Kurschus gab aber „im Vorfeld“ jede Menge Interviews, in denen sie zwei Dinge klarstellte: Erstens bietet die christliche Ideologie keinerlei Mehrwert im Jahr 2023. Zweitens bemerken die Theologen aber genau das nicht, weil ihre Inselverarmung an dieser Stelle nicht erkennen kann, wie albern, altmodisch und lächerlich ihr Kirchensprech klingt.
Ein Running-Gag erster Klasse ist ihre Erläuterung zum Kirchentagsmotto „Jetzt ist die Zeit“. Kirchisten müssen sich ständig Motti für irgendwelcher Events ausdenken. Dafür bedienen sie sich immer in der Bibel und bevorzugen krude-rudimentäre Verse, die zuverlässig jedes Mal vom Publikum als völlig aus altmodische Sinnlosigkeiten empfunden werden. In einem religiotisch dadaistischen Zirkelschluss, erklären anschließend die Kirchenoberen völlig entrückt; gerade das Alte sei so modern und passe daher so gut in die Gegenwart.

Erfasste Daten
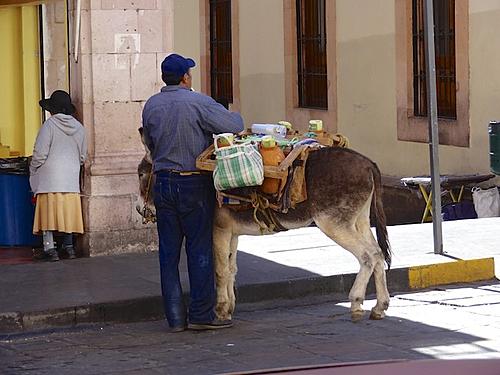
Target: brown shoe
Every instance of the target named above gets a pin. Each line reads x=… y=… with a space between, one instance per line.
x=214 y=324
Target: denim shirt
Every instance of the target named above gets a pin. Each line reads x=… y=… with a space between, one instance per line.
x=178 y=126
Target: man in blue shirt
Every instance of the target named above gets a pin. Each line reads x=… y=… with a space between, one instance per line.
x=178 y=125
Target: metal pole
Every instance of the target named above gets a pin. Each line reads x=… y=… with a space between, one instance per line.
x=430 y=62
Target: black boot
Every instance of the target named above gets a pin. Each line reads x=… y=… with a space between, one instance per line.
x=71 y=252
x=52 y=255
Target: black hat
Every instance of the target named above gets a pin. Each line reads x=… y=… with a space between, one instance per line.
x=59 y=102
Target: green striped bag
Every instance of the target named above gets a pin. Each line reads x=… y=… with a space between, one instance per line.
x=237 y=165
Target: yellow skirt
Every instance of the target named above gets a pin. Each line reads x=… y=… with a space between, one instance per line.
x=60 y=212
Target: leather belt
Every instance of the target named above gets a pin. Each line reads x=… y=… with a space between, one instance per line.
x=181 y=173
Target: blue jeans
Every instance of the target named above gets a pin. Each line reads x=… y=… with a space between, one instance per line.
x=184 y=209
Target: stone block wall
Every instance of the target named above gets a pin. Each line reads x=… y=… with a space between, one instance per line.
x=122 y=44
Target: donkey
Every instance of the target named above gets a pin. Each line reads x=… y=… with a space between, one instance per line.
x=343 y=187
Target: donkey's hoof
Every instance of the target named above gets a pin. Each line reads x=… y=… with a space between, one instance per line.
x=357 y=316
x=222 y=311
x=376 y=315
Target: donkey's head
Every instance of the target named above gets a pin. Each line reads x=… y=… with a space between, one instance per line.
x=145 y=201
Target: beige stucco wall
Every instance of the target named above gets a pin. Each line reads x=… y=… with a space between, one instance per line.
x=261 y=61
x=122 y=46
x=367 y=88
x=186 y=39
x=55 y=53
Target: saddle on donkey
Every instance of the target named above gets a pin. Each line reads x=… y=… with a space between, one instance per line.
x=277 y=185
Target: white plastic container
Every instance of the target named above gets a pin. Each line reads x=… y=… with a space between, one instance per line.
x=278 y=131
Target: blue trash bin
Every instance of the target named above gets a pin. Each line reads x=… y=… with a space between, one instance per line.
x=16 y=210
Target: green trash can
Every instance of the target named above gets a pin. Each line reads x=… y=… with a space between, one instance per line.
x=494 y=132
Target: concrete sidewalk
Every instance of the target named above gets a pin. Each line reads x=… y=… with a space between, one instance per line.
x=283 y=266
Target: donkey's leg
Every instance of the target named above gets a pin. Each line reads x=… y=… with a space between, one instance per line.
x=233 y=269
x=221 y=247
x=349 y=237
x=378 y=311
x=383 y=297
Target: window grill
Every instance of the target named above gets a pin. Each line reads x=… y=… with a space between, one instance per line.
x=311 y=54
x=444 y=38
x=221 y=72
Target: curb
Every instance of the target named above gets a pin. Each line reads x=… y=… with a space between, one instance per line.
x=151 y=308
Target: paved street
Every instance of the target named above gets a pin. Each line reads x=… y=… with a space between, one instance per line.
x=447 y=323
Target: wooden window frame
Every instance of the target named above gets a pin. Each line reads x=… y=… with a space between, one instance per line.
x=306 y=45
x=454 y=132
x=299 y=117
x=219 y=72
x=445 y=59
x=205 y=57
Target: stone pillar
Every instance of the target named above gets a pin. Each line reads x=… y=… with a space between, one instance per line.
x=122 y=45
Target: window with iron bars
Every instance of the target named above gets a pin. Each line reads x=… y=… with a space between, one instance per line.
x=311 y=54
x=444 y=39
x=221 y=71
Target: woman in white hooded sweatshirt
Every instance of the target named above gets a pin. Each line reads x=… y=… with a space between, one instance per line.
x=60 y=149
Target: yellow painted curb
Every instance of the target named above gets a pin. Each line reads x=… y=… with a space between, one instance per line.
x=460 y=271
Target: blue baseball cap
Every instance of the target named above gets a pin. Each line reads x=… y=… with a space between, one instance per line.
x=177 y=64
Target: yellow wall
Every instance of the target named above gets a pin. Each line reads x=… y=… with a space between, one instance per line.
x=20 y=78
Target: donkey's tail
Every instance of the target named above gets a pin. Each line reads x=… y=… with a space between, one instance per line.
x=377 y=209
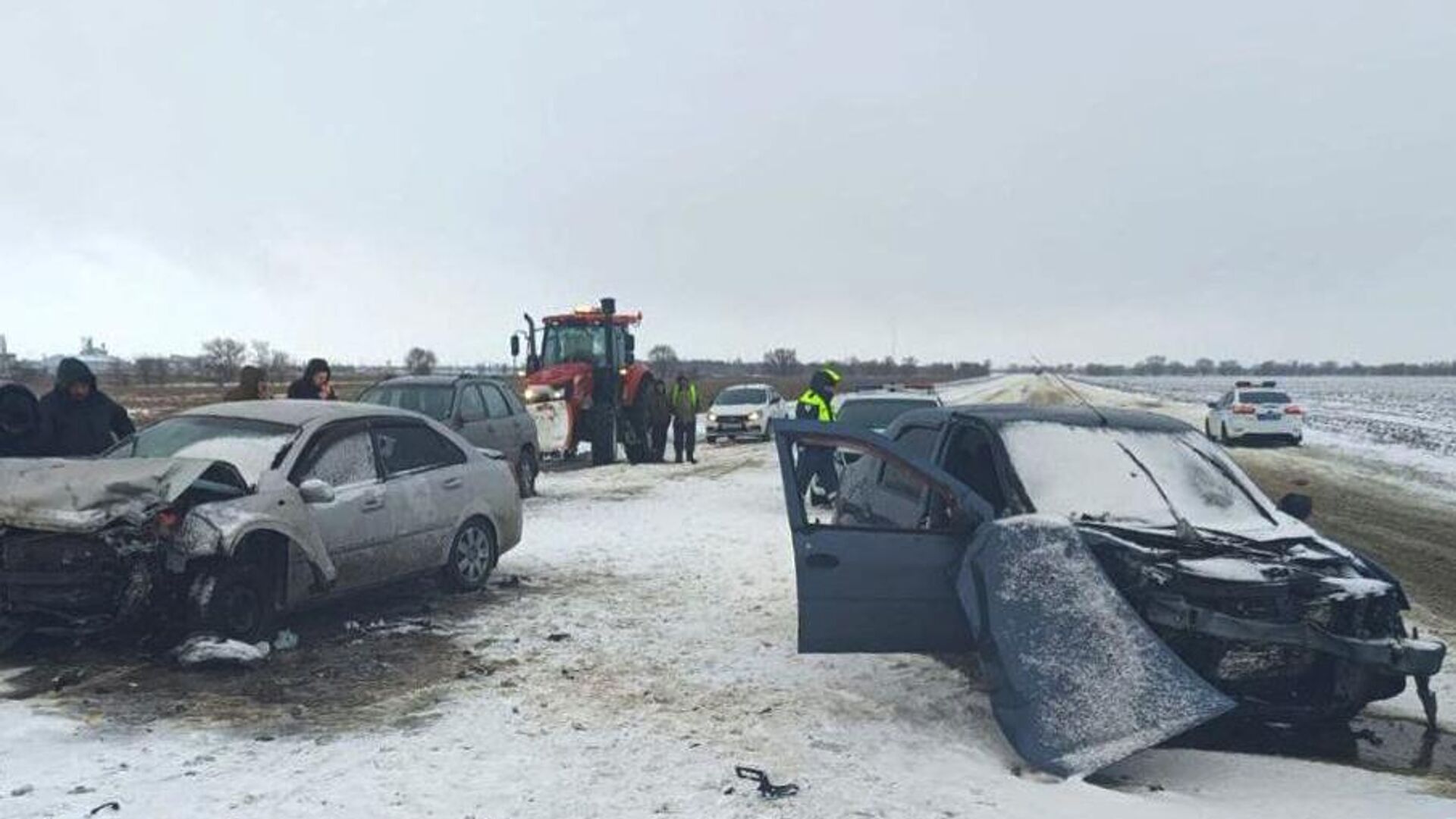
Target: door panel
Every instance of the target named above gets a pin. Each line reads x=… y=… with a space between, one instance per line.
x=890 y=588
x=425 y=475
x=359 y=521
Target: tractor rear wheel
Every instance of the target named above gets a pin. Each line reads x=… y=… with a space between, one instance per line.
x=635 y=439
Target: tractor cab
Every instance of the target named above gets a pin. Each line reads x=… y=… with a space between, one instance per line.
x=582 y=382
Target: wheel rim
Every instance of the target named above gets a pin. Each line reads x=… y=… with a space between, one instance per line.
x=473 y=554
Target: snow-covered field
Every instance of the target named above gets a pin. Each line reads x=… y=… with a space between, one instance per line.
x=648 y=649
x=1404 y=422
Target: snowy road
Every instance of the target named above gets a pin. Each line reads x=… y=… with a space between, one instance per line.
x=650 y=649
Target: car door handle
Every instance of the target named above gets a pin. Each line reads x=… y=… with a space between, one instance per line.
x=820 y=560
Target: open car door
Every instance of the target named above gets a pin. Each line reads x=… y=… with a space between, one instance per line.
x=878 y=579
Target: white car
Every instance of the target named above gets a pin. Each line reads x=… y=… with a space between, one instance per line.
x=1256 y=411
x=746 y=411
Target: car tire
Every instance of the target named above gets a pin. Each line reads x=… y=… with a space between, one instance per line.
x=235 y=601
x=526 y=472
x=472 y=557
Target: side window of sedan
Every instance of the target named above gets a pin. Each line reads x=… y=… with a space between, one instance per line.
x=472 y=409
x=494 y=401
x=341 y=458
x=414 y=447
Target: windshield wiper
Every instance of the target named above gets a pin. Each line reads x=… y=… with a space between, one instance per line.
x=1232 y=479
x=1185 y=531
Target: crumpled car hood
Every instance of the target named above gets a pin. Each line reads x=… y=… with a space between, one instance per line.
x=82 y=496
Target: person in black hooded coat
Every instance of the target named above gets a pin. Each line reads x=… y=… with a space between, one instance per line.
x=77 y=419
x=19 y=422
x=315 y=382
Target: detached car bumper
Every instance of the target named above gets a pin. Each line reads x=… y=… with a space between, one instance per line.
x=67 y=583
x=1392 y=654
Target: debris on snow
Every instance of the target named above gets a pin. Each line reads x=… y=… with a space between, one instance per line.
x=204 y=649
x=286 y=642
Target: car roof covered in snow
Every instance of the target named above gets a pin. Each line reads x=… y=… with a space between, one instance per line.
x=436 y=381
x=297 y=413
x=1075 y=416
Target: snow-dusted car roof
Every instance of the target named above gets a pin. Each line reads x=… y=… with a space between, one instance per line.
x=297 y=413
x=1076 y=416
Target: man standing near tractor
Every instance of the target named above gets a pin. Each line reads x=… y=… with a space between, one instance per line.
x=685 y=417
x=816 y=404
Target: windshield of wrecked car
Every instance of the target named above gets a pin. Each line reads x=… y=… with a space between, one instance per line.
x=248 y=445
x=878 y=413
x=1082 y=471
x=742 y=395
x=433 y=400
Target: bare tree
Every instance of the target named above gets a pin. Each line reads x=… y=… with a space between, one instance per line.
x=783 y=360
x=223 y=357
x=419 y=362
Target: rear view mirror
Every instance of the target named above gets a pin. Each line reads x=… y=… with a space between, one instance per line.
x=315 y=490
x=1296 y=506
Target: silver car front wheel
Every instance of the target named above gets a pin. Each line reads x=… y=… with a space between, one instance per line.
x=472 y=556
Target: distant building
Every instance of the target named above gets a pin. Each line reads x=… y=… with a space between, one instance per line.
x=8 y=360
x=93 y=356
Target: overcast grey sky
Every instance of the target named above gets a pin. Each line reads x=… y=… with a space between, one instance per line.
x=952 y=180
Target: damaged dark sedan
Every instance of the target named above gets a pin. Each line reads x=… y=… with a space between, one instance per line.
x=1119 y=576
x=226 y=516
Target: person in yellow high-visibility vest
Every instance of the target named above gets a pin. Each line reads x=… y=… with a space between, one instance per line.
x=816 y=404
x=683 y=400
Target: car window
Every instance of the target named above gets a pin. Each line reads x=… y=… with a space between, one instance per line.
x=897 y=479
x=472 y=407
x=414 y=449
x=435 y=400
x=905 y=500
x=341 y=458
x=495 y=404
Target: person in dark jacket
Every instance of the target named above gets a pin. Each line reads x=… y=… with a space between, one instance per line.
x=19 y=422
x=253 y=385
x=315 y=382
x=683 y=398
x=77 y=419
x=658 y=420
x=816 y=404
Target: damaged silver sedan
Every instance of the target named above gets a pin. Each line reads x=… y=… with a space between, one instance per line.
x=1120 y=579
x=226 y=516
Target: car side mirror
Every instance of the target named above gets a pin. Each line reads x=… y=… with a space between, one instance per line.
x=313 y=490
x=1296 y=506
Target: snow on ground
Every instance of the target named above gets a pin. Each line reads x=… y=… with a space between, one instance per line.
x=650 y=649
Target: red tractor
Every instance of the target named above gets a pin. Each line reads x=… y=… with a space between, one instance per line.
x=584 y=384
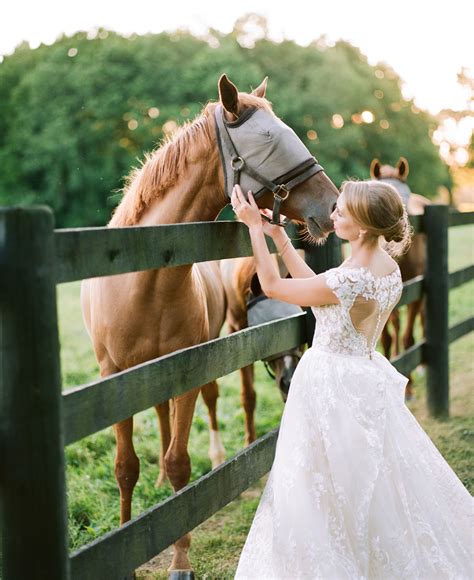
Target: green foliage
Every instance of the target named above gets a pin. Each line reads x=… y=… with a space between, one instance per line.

# GESTELLTE AUFGABE
Woraus beziehen die Kirchisten laut dem Textabschnitt die Motti für ihre Events?

# ERGEBNIS DER AUFGABE
Sie bedienen sich dafür immer in der Bibel.